**Assigned task:** The response must contain every line from the records below that has "surface".

Point-per-instance localization data
-=-=-=-=-

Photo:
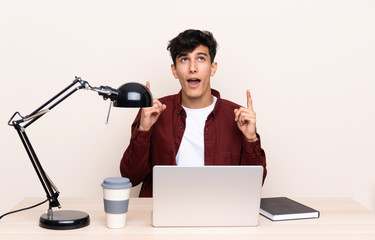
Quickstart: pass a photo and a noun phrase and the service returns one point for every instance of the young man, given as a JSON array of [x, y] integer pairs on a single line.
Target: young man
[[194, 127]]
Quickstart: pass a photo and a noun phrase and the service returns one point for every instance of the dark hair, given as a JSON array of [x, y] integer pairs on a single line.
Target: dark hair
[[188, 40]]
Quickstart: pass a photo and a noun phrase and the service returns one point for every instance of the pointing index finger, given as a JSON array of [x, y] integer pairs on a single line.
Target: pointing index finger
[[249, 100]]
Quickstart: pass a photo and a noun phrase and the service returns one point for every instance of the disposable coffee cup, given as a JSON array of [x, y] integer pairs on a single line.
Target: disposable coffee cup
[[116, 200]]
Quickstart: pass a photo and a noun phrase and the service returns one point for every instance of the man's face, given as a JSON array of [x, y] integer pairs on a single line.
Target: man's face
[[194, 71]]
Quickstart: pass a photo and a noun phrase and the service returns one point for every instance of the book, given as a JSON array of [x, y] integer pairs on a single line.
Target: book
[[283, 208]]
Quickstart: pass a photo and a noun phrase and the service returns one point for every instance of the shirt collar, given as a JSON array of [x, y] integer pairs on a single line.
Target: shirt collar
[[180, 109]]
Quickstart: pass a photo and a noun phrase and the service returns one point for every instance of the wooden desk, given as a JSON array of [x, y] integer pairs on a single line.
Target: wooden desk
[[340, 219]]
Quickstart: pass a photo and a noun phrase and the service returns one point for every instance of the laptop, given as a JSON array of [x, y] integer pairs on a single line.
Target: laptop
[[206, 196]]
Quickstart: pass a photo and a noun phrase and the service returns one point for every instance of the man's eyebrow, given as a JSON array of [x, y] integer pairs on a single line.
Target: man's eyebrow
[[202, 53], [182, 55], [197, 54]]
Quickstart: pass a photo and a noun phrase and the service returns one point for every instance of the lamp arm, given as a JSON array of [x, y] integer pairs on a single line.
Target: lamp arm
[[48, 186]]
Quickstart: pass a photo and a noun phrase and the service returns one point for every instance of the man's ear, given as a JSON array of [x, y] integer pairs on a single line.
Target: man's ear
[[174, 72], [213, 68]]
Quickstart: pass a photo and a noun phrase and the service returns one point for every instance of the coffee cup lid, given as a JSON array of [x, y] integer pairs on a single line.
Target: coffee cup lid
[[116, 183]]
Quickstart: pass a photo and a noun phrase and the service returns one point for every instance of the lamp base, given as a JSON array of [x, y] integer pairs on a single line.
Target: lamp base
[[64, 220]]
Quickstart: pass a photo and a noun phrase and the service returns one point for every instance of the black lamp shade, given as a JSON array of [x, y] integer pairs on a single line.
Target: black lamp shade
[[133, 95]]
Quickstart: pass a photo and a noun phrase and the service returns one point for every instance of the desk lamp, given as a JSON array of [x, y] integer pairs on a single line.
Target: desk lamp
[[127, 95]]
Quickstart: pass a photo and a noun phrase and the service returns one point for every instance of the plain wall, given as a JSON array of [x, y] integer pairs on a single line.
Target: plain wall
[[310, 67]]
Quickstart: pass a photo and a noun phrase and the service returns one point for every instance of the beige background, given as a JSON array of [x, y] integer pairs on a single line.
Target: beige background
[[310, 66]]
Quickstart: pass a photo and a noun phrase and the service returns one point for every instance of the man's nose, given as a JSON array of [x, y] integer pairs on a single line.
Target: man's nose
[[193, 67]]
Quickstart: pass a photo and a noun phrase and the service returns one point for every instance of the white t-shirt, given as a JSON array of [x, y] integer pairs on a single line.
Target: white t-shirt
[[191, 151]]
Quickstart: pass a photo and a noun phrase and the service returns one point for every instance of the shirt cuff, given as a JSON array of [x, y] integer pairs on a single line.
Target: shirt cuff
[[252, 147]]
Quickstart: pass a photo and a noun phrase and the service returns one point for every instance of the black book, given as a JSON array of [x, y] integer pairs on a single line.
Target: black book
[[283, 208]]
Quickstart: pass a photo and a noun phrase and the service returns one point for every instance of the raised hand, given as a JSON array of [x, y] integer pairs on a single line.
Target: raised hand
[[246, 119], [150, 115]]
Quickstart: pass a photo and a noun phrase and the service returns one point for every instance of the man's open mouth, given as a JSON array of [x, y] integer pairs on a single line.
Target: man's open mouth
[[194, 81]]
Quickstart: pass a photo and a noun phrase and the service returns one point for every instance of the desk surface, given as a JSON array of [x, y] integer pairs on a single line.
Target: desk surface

-=-=-=-=-

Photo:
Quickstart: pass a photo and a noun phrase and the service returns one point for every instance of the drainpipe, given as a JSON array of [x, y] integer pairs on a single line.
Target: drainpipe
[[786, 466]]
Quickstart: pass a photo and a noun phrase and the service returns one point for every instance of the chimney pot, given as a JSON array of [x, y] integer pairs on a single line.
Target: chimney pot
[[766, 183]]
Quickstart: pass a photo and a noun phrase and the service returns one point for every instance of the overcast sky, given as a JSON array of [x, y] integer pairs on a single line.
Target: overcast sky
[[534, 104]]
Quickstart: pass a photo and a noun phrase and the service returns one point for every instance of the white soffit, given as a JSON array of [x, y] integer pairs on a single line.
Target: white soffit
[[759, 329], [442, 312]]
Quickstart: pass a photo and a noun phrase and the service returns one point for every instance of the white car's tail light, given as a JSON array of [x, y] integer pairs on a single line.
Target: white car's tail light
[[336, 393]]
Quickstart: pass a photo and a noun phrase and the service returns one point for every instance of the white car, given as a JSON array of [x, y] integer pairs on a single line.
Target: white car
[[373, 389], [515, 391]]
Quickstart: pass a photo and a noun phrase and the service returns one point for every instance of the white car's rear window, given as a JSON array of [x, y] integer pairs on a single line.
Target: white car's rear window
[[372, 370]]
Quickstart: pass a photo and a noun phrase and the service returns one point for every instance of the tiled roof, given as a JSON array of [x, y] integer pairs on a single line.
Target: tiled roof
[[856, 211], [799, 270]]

-=-=-=-=-

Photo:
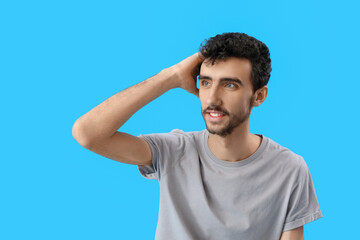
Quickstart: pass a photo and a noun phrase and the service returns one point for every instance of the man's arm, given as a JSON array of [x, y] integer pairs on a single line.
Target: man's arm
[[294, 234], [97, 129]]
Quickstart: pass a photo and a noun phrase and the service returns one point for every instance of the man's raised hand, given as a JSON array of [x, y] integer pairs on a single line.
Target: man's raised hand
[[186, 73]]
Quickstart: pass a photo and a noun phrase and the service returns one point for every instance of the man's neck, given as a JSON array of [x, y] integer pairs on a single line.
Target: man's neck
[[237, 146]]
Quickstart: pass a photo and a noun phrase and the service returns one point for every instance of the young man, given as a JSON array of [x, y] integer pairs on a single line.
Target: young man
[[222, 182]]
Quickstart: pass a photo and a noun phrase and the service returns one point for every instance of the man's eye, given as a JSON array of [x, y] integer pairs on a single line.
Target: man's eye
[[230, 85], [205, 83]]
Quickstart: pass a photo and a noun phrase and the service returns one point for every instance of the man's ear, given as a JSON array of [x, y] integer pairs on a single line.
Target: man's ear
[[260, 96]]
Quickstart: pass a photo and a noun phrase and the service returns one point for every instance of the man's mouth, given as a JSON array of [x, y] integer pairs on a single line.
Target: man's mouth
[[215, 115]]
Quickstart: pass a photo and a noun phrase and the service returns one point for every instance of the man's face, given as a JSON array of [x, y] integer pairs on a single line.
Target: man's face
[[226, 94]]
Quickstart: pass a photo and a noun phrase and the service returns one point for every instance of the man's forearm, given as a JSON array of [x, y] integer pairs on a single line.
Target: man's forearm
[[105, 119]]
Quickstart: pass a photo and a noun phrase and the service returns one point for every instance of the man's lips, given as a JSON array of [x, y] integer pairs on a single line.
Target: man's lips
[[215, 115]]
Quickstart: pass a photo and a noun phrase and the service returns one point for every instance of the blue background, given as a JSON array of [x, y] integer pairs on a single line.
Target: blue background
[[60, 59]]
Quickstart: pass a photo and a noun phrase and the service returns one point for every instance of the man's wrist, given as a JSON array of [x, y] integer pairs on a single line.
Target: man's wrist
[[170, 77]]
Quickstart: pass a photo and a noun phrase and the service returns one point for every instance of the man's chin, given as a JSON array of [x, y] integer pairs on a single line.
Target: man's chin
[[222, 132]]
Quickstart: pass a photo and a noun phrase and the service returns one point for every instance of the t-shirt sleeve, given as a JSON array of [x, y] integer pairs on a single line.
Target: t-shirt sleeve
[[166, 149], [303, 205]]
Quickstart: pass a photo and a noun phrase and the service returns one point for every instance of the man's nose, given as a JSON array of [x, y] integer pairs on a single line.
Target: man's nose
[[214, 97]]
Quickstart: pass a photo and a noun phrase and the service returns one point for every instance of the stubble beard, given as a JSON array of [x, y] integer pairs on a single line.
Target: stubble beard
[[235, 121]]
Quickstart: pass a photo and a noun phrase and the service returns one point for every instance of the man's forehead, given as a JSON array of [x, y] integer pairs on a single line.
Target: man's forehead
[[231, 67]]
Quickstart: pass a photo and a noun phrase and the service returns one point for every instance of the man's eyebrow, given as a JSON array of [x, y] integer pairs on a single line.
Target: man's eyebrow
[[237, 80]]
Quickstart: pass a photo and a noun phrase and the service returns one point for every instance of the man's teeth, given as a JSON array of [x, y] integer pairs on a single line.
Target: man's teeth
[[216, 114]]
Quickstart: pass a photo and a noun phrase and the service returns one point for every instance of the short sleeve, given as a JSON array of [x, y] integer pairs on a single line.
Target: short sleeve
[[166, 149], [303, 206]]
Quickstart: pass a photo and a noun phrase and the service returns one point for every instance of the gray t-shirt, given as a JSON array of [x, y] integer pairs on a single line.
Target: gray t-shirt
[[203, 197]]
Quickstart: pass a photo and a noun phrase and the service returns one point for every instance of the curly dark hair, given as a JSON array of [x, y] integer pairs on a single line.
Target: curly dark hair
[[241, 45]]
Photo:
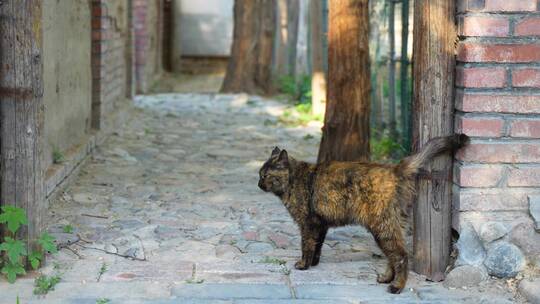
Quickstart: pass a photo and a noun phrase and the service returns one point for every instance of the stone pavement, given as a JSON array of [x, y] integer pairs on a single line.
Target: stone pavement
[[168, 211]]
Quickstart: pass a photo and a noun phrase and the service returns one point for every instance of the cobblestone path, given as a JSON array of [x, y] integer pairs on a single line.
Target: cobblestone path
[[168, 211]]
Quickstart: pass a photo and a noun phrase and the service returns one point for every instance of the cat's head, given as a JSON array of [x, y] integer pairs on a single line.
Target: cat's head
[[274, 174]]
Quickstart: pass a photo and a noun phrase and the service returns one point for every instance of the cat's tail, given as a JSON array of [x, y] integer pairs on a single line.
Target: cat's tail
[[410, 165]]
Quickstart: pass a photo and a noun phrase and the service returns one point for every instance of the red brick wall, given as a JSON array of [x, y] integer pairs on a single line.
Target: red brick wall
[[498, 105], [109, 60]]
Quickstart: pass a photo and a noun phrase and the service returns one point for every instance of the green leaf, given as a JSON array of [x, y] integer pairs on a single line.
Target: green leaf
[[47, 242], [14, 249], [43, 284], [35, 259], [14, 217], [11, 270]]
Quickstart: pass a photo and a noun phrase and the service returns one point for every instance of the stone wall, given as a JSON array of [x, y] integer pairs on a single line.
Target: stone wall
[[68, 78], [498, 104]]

-=-=-=-=-

**Solved problem:**
Quickstart: pass a photo and a noun phrase and the service returns one point for every instance of the desk surface, given as a JSON array of [x, y] integer pairs on a single line.
Target: desk surface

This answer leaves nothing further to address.